Sekretaris Jenderal PPP Asrul Sani tidak terkejut konstituennya masih banyak memilih Prabowo Subianto. Wong kadernya saja masih banyak yang seperti itu.
PinterPolitik.com
Tahun politik terus menerus mulai dipenuhi intrik. Ada banyak kesepakatan politik yang tercapai, namun ada juga yang berakhir. Rasa manis dan pahit mewarnai cerita para elit yang bermain.
Ada partai yang sukses mengawinkan calon mereka dengan calon milik partai lain untuk kontestasi politik. Namun, tidak sedikit pula yang gagal.
Gerindra, PKS, ditambah PAN misalnya. Tokoh-tokoh utama ketiga partai itu sepakat untuk menyongsong Pilkada 2018 bergenggaman tangan. Ketiganya mengusung bersama calon di lima daerah. Atau kisah lainnya bisa dilihat pada Demokrat dan Golkar yang juga bersama-sama mengusung calon di Jawa Tengah dan Jawa Timur.
Sementara yang mengalami nasib sebaliknya, gagal membangun hubungan dengan partai lain. Akibatnya, para elitnya harus rela mengajukan “taruhan” seadanya, atau mengajukannya di menit terakhir. Pecah kongsinya Gerindra di menit-menit akhir pada Pilkada Jatim dan di Padang adalah contohnya.

KUMPULAN ITEM —
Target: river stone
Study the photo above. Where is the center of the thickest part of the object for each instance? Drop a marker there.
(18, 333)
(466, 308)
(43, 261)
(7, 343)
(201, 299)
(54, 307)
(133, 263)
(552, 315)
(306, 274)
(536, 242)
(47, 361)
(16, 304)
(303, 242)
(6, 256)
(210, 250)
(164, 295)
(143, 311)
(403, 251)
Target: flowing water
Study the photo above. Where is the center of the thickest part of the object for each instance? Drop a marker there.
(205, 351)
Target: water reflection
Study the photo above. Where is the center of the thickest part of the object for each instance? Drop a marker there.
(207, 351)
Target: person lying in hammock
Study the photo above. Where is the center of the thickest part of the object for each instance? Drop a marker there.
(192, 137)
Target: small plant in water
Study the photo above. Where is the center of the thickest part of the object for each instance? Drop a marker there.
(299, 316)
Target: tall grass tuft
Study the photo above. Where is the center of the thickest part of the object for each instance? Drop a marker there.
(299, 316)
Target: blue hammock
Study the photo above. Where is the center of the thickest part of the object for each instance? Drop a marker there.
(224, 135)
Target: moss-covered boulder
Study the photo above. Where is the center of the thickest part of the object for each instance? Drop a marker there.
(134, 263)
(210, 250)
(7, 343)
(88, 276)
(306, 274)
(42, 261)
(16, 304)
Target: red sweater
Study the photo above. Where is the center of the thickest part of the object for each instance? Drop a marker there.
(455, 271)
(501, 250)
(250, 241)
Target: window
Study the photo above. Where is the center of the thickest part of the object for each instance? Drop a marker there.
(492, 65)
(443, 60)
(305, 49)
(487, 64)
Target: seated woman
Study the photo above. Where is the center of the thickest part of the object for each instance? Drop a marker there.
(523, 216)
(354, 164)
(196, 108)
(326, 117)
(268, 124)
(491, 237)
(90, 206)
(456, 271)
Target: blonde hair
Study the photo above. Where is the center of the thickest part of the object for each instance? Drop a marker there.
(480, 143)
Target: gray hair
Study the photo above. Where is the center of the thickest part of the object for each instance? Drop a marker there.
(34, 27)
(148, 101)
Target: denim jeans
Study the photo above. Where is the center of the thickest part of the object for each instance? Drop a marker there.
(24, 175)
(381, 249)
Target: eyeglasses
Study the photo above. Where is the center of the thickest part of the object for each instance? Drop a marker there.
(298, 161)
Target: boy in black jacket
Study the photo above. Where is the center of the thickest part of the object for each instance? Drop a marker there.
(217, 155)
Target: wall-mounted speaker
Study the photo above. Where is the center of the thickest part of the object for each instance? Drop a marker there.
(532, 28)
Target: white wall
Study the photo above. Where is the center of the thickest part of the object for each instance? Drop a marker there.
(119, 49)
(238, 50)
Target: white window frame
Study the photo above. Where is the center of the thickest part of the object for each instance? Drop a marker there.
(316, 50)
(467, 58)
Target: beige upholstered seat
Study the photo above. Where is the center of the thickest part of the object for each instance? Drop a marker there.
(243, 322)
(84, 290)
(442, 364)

DAFTAR TUGAS —
(a) Cocokkan pernyataan (i), (ii), dan (iii) berikut dengan artikel tentang koalisi partai menjelang Pilkada 2018, lalu jawab ya atau tidak untuk tiap pernyataan sambil mengutip kata-kata artikel yang menentukan. (i) Gerindra, PKS, dan PAN bersama-sama mengusung calon di lima daerah. (ii) Demokrat dan Golkar bersama-sama mengusung calon di Jawa Barat. (iii) Asrul Sani terkejut karena konstituen PPP masih banyak memilih Prabowo Subianto.
(b) Menurut artikel tentang koalisi partai menjelang Pilkada 2018, apa jabatan Asrul Sani?
(c) Teruskan artikel tentang koalisi partai menjelang Pilkada 2018, mulai setelah kalimat terakhirnya.

JAWABAN TERTULIS —
(a)
(i) Ya: "Ketiganya mengusung bersama calon di lima daerah."
(ii) Tidak: "Demokrat dan Golkar yang juga bersama-sama mengusung calon di Jawa Tengah dan Jawa Timur."
(iii) Tidak: "Sekretaris Jenderal PPP Asrul Sani tidak terkejut konstituennya masih banyak memilih Prabowo Subianto."

(b) Sekretaris Jenderal PPP.

(c)
Selain itu, ada juga cerita bagaimana PPP, PKB, dan Hanura “terjebak” mendukung Ridwan Kamil-Ruzhanul Ulum, padahal kader-kadernya lebih menyukai Duo DM.
Kader PKB, PPP, dan Hanura Jabar Alihkan Dukungan ke Paslon Lain https://t.co/ct3DszFFPS
— KOMPAS TV (@KompasTV) February 20, 2018
Hasilnya, perkawinan politik para elit tersebut tidak dapat berjalan mulus, karena suara dari internal partai justru memberontak dan malah mencari “sumber makanan” lain. “Deklarasi Konspirasi” – istilah yang digunakan oleh kader PPP, PKB, dan Hanura, yang membelot dari Ridwan Kamil ke Dedy Mulyadi – adalah contohnya. Deklarasi tersebut adalah bentuk dari kekecewaan dan “pengkhianatan” kader kepada partai dan elitnya.
Dalam politik, tak hanya tokoh utama yang signifikan dalam menentukan keputusan. Karena, bisa apa elit partai tanpa kadernya? Elit yang bisa disebut sebagai “peternak” tentu akan kewalahan tanpa dukungan dari “hewan ternak” atau kadernya sendiri.
Berikut adalah kisah tentang membangkangnya “ternak” dari “peternaknya”.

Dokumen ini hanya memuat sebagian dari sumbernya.